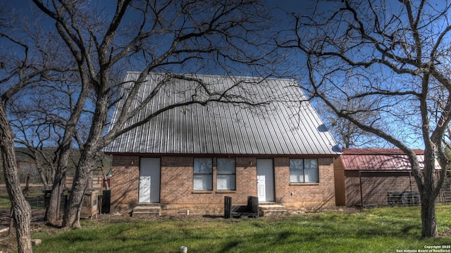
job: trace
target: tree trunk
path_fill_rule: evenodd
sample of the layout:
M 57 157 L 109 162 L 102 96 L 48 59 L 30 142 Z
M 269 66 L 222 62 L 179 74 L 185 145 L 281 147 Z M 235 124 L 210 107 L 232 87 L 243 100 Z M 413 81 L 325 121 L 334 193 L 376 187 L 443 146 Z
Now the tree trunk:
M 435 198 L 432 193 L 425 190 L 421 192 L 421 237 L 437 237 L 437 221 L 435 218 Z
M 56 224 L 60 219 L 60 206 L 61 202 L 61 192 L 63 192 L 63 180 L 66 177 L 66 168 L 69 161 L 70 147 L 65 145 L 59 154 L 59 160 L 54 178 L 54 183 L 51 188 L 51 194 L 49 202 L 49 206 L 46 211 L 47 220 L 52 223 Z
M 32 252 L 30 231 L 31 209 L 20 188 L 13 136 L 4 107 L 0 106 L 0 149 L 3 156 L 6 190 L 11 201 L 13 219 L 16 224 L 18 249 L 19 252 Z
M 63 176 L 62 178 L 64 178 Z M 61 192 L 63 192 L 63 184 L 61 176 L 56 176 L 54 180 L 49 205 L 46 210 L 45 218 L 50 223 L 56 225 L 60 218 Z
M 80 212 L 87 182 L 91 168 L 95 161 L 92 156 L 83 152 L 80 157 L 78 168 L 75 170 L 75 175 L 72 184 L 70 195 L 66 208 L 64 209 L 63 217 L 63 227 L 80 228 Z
-=-=-
• **THE REQUEST**
Could you recast the listing above as a numbered list, from its first line through the line containing "Now the tree", leaving out blank lines and the pictures?

• **EXERCISE RESPONSE**
1. job: trace
2. target: tree trunk
3. path_fill_rule: evenodd
4. sample of the layout:
5. M 57 157 L 109 162 L 102 96 L 48 59 L 30 142 Z
6. M 269 66 L 222 62 L 179 74 L 185 145 L 281 147 Z M 235 124 L 210 107 L 232 87 L 243 100 Z M 413 81 L 325 121 L 334 193 L 376 187 L 443 146 Z
7. Now the tree trunk:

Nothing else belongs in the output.